DIRECTION>
Extract every line of the records below that contains the string "decker".

Records in a dataset>
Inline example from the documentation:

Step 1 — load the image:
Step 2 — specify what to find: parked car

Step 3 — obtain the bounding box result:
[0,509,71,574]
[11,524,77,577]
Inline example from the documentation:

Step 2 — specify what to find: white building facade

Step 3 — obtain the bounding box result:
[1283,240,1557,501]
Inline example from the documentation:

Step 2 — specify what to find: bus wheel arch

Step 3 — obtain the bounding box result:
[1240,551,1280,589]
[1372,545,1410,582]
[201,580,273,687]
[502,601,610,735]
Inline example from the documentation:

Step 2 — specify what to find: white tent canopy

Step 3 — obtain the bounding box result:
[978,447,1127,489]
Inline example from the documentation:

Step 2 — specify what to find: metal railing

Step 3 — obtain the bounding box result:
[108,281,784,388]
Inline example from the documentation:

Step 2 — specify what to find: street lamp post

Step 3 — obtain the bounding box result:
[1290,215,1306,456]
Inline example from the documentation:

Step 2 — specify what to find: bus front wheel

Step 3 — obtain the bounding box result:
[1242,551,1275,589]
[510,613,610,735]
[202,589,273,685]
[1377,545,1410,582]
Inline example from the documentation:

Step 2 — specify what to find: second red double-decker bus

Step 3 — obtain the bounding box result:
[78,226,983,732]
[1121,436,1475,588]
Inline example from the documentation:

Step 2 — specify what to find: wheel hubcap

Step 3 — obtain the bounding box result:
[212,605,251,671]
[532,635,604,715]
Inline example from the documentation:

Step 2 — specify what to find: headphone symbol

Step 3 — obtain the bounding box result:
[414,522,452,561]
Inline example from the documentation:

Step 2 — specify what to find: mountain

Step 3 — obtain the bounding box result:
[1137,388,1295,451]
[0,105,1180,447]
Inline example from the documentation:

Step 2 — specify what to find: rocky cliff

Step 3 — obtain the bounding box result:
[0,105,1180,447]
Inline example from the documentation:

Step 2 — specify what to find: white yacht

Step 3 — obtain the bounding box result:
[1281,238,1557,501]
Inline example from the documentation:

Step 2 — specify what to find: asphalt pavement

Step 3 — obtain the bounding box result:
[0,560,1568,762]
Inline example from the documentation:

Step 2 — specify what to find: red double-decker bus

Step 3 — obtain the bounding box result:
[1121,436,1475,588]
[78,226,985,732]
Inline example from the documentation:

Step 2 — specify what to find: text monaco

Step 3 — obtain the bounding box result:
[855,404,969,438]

SOLUTION TO THE PROBLEM>
Step 2 — specify what to find: second red double-decker bus
Step 2 — specify what to find: red double-decker bus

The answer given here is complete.